### Problem to solve
Rewrite every line of the listing below as a numbered list, skipping blank lines and leaving out the pictures.
··· Task material ···
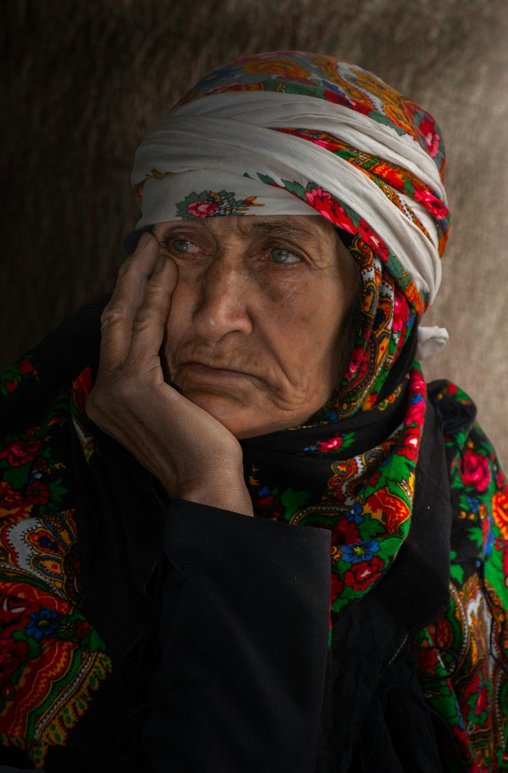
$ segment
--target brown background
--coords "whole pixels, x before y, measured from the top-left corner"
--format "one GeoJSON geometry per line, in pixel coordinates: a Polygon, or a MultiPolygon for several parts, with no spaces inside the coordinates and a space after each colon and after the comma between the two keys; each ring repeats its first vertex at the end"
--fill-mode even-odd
···
### The completed task
1. $ segment
2. --target brown background
3. --coords "whole pixels, x before y, measured from the top-left corner"
4. --format "one GeoJSON geometry per line, in pixel coordinates: a Polygon, or a MultiPolygon for several parts, with no spaces inside the coordinates and a space after each colon and after the comma between the two keys; each ring repeats its first vertex at the end"
5. --fill-mode even-odd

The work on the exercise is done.